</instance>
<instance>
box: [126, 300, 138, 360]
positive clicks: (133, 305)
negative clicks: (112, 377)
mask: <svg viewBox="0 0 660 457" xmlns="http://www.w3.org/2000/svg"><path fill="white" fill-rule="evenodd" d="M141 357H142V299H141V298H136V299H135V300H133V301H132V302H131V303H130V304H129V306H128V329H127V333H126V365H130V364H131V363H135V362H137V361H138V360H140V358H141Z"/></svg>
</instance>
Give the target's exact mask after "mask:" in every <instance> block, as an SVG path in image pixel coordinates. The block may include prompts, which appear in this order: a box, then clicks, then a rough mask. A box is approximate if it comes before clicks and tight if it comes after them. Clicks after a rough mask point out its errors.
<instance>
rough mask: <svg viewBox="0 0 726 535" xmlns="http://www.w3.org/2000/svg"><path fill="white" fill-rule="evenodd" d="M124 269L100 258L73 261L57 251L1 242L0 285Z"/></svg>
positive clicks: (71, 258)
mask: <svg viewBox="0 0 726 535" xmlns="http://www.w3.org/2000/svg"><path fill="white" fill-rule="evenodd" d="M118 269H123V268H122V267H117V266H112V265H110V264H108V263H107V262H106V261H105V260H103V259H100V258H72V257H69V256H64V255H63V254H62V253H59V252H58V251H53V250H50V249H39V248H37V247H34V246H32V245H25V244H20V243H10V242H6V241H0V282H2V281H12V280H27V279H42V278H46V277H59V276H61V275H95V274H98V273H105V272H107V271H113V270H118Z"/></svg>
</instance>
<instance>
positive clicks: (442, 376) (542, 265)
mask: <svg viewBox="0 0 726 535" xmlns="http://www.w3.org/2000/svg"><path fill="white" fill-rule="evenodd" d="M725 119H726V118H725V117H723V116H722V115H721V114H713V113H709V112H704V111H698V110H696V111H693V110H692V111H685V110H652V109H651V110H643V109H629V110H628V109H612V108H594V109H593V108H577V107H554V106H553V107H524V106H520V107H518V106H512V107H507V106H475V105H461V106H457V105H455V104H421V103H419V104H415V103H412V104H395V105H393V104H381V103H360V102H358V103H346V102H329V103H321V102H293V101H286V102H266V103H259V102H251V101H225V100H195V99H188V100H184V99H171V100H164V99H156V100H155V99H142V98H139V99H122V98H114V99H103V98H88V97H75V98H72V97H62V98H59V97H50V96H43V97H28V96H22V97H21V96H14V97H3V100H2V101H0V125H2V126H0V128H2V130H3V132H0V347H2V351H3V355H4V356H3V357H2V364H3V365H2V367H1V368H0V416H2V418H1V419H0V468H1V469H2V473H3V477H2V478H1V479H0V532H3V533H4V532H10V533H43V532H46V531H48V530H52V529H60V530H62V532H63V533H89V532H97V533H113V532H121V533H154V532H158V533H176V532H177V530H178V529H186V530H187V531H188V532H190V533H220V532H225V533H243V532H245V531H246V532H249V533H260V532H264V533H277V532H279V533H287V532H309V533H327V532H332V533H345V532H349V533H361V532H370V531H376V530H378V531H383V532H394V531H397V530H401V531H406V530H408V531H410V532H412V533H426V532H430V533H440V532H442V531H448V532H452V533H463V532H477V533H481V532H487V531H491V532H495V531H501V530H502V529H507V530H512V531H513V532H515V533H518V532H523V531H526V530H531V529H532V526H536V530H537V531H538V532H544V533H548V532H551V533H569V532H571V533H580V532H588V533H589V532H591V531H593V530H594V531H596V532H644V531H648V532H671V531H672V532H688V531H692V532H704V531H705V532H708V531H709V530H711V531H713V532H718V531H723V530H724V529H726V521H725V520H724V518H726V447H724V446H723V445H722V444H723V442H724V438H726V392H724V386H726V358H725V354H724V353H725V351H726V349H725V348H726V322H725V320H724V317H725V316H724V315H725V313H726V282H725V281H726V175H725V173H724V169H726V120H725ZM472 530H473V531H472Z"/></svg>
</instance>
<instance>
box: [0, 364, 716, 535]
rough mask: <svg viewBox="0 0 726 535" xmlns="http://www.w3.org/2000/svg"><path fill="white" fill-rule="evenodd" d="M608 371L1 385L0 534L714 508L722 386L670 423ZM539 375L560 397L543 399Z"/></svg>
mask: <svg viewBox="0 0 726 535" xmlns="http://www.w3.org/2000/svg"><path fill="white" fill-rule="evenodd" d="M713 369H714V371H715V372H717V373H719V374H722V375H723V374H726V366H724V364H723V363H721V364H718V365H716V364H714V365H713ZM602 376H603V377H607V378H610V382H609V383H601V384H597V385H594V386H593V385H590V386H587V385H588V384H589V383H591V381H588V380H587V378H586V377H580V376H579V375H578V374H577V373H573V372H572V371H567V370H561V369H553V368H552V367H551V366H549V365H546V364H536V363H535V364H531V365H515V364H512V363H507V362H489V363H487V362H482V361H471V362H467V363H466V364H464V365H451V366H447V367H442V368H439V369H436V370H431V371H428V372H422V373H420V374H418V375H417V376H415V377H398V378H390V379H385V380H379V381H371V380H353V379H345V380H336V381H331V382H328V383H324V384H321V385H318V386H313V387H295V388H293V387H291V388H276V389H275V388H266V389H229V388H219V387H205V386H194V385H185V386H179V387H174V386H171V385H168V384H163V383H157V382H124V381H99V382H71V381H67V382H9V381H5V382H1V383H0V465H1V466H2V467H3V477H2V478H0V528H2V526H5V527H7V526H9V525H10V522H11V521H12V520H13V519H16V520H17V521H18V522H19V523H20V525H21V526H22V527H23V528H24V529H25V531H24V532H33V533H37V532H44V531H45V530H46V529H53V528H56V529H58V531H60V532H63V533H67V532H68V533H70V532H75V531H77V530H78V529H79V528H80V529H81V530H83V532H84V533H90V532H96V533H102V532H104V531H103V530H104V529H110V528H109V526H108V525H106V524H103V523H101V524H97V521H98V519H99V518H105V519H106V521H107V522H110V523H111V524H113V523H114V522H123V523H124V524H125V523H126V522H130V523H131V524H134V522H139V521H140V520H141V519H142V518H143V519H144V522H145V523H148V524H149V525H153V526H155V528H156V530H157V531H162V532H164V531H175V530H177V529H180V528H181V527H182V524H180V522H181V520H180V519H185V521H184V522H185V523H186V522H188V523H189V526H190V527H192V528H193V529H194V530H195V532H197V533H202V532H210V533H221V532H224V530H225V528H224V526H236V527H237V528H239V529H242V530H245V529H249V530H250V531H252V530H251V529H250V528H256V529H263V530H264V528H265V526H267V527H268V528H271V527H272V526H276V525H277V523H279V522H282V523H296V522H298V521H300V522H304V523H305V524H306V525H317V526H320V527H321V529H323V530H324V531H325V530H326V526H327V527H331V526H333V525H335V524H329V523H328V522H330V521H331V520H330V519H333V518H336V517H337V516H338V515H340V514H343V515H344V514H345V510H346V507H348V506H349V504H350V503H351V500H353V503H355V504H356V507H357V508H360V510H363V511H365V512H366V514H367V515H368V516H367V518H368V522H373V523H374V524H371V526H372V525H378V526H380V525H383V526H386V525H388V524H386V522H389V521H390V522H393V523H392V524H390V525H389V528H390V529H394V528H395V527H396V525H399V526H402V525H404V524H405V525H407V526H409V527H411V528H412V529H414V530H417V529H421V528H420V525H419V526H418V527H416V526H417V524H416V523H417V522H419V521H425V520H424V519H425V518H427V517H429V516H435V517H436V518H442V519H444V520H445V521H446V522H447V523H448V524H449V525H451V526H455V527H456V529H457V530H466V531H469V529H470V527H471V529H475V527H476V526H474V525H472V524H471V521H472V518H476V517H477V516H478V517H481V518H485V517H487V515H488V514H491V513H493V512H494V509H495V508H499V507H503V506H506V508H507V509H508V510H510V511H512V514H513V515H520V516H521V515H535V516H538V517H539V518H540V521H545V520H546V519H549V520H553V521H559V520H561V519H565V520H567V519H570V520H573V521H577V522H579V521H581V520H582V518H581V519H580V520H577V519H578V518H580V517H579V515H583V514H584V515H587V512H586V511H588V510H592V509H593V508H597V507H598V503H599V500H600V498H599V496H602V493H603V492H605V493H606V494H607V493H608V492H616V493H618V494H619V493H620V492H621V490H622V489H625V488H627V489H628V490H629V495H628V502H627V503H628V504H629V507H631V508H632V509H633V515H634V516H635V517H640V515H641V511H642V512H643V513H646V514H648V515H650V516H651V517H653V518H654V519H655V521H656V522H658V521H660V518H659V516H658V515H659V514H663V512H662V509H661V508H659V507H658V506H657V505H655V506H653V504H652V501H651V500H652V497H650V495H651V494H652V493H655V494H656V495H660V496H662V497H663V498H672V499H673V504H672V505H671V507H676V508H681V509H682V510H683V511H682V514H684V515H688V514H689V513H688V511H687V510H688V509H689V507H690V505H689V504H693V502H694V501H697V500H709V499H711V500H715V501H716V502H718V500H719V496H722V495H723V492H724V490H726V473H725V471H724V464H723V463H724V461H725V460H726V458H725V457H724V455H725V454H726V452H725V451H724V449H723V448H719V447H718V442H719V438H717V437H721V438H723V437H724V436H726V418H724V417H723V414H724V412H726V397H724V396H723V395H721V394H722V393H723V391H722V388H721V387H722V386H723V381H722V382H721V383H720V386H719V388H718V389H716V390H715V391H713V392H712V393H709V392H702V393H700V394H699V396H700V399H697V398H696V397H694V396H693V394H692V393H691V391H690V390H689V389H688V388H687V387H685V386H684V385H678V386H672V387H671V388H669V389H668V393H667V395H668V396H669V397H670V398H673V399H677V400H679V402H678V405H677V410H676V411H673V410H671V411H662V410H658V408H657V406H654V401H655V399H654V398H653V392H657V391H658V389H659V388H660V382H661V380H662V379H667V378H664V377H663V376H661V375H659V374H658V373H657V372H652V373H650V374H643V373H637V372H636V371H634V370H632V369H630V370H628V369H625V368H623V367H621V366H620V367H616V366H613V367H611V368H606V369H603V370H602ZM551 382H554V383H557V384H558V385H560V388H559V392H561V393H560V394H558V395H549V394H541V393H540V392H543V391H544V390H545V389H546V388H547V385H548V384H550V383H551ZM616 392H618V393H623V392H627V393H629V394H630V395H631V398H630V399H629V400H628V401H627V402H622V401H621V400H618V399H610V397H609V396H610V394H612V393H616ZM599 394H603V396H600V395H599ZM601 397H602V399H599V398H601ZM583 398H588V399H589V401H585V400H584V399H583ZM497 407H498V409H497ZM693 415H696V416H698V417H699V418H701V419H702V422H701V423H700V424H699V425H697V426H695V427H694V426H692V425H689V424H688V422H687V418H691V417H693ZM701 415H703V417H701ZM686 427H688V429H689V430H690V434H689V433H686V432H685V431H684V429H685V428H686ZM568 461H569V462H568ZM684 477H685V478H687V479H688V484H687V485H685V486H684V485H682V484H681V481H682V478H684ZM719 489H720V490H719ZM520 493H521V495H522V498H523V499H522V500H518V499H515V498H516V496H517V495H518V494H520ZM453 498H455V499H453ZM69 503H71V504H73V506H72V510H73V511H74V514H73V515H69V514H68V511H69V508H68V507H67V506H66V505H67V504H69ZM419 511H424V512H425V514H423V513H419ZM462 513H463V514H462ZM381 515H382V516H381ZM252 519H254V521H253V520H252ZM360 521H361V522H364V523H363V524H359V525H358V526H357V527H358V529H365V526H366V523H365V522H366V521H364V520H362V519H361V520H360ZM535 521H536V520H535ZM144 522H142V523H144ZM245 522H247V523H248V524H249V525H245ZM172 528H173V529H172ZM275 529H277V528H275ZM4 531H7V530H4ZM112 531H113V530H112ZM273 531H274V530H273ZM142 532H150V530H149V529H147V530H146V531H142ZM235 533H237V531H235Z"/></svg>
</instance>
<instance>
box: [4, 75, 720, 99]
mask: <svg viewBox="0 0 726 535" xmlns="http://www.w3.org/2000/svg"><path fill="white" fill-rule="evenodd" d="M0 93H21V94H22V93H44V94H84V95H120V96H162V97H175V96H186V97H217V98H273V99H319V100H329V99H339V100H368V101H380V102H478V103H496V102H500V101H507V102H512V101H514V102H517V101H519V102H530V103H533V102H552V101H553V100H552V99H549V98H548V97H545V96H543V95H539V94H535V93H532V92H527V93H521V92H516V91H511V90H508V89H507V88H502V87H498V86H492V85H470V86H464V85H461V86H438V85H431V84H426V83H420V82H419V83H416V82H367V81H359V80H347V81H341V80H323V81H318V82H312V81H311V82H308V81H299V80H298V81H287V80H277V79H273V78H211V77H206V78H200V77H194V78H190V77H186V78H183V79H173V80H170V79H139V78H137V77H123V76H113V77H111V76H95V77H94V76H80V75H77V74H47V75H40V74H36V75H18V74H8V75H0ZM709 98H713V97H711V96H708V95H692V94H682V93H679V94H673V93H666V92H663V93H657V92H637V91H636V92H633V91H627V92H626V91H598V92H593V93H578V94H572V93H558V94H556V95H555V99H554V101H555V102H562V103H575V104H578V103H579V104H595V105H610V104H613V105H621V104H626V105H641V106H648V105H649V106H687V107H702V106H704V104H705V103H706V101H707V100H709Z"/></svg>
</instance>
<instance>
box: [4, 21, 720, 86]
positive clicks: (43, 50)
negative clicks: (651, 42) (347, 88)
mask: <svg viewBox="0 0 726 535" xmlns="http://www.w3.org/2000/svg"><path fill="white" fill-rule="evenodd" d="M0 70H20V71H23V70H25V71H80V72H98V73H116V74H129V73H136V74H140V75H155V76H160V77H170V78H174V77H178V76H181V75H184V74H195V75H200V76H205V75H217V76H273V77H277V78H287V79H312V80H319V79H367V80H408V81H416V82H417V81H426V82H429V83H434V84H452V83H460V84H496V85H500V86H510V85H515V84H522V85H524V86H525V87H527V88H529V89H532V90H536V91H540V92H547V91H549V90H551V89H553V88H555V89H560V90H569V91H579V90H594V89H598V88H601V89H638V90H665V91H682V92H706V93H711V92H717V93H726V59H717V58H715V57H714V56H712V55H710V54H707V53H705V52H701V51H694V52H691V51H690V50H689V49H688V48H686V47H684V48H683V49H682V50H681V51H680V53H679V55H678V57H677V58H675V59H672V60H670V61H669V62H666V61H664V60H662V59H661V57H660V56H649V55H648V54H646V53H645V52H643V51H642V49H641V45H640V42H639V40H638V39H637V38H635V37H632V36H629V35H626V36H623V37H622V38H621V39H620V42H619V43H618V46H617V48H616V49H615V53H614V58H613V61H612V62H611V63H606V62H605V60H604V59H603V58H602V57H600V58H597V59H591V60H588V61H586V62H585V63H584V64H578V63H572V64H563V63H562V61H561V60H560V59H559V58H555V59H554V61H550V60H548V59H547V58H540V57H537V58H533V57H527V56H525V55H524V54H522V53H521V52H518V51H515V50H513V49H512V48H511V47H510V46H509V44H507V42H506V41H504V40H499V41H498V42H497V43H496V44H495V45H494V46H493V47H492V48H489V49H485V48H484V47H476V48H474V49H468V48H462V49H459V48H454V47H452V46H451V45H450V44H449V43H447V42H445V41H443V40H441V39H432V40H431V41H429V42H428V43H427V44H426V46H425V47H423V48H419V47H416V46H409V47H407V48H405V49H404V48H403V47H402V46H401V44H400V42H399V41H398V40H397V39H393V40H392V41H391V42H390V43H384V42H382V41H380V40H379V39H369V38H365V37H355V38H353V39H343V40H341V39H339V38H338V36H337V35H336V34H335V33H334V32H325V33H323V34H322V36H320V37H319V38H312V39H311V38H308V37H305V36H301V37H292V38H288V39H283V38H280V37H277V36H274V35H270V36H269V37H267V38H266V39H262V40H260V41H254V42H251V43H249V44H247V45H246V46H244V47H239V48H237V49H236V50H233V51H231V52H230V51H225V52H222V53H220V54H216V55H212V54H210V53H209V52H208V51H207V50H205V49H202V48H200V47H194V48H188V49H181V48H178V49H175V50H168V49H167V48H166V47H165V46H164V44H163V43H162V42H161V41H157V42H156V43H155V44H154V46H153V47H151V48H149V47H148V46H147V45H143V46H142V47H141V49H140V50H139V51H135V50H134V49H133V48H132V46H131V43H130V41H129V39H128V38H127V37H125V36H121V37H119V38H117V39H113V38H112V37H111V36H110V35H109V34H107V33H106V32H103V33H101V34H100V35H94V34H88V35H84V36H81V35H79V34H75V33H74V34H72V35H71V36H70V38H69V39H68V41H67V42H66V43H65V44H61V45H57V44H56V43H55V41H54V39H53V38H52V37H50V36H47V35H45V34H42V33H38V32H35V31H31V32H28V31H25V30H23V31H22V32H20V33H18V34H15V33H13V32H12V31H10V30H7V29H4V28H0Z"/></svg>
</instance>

**WHAT THE EXERCISE ASKS**
Your answer should consist of the lines above that hold the word "negative".

**ANSWER FOR THE TASK**
negative clicks: (112, 377)
negative clicks: (651, 42) (347, 88)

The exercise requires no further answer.